## INSTRUCTIONS
1 > Reproduce the stretch of the article on Michigan's conscience objection bill from "I weep for my" through "procedure could happen.", word for word.
2 > Carry on the article on Michigan's conscience objection bill, starting right after its final sentence.

## EXCERPT
* * * * * * *

From Pride Source:
LANSING - The Republicans in the Michigan legislature have passed a bill today that would allow hospitals, nursing homes or any other health care center to deny services that run contrary to the religious teachings or conscious of its leaders. This so-called conscience objection bill would open the doors for healthcare providers, insurance companies and employers to disallow healthcare services to anyone they find objectionable, such as LGBT people and women seeking family planning services including birth control and abortions.
Senate Bill 975, approved Dec. 6, was introduced by Sen. John Moolenaar (R-Midland) and co-sponsored by 22 other Republicans - almost the entire Republican caucus.
"My bill will help protect the deeply held religious beliefs of Michigan families," Moolenaar said in a written statement.
Today, the House Insurance Committee voted along strict party lines to move the bill out of committee to the full House for a vote as early as this afternoon.
This is the latest incarnation of the "conscience objection" bill that's been floating around the legislature for 12 years. If passed by the House, it would mark the first time a version of the bill has passed both chambers. Gov. Rick Snyder has not indicated whether he will sign the bill.
Justice Kennedy in striking down Amendment 2
writing in
Romer v. Evans decision declared, "'A state cannot so deem a class of persons a stranger to its laws."
This "conscience of choice" legisation essentially declares gays, and doubtlessly impure women, as "strangers to health care."
I weep for my home state.
Update: The Detroit Free Press has more:
Mary Pollack, president of the National Organization for Women, brought up the example of Savita Halappanavar, a 31-year-old dentist in Ireland, who miscarried a fetus and was refused an abortion until there was no fetal heartbeat, leaving the woman to die of blood poisoning before a procedure could happen.
“This is the kind of story that happened before modern medicine. It should not happen today,” she said. “If you pass this bill it will allow whole facilities to refuse treatments for cases like this.”

* * * * * * *

## GIVEN DATA

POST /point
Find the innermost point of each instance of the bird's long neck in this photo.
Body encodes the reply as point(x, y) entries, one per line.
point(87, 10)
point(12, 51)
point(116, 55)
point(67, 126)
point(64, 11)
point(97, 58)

* * * * * * *

## WRITTEN RESPONSES
1 >
I weep for my home state.
Update: The Detroit Free Press has more:
Mary Pollack, president of the National Organization for Women, brought up the example of Savita Halappanavar, a 31-year-old dentist in Ireland, who miscarried a fetus and was refused an abortion until there was no fetal heartbeat, leaving the woman to die of blood poisoning before a procedure could happen.

2 >
And more from
MLive:
“We have big concerns about how this affects people in geographic areas of the state that don’t have a lot of access, or as Rep. Hovey-Wright has brought up, that are served by only one hospital system that might entirely disagree with providing services for a particular population,” said Ryan Sullivan of Michigan Consumers for Healthcare. “That would mean that an individual from those areas might be able to get care in other parts of the state, but they might not be able to afford to travel or might not be medically stable enough to do so.”
It's being pushed by Catholic operative and the Right to Life crowd:
Michigan Catholic Conference and Michigan Right to Life offered their support.
“The Chicken Little factor on this legislation and the testimonies I’ve heard to this point really take me to the edge of my patience,” said Ed Rivet, legislative director for Michigan Right to Life.
It will be up to individual institutions to decide how to handle individual employee objections. One person raised the controversial 2005 case of Terry Schiavo, who was the subject of end-of-life lawsuits while she was in a "prolonged vegetative state."
I don't think I feel safe returning home to visit, knowing I might get sick and not have a right to health care.